* [Exercise prompt] Return every line in the entries below that contains the word "railing". Case counts.

==================================================

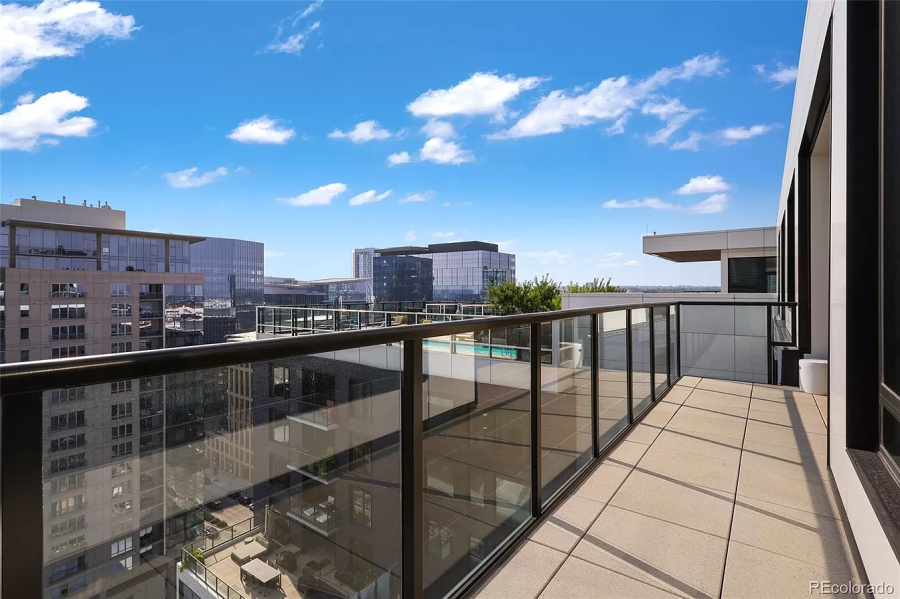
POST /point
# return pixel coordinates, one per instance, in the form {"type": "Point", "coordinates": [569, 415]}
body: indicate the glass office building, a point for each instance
{"type": "Point", "coordinates": [233, 284]}
{"type": "Point", "coordinates": [461, 271]}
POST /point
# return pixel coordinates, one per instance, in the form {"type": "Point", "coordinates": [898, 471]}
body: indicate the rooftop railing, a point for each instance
{"type": "Point", "coordinates": [446, 456]}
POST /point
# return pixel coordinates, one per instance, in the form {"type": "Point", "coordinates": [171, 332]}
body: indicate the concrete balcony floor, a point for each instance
{"type": "Point", "coordinates": [721, 491]}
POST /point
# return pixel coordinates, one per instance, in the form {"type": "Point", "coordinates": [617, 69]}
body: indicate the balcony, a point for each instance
{"type": "Point", "coordinates": [623, 455]}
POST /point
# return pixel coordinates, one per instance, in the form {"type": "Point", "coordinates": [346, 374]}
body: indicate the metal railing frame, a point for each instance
{"type": "Point", "coordinates": [21, 421]}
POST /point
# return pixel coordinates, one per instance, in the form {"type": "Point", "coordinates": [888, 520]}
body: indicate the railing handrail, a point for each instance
{"type": "Point", "coordinates": [23, 377]}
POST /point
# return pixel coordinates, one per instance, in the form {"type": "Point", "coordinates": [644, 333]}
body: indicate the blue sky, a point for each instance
{"type": "Point", "coordinates": [563, 130]}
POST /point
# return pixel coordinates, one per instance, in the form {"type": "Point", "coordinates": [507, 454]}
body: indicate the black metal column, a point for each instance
{"type": "Point", "coordinates": [629, 367]}
{"type": "Point", "coordinates": [595, 384]}
{"type": "Point", "coordinates": [678, 335]}
{"type": "Point", "coordinates": [21, 496]}
{"type": "Point", "coordinates": [652, 325]}
{"type": "Point", "coordinates": [412, 466]}
{"type": "Point", "coordinates": [536, 480]}
{"type": "Point", "coordinates": [668, 346]}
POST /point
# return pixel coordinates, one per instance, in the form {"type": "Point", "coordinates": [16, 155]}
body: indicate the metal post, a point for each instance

==================================================

* [Finished exercise]
body: indicate the rooftop railing, a point for each instance
body: indicate the metal railing frame, a point for each instance
body: indicate the railing handrail, a point for each instance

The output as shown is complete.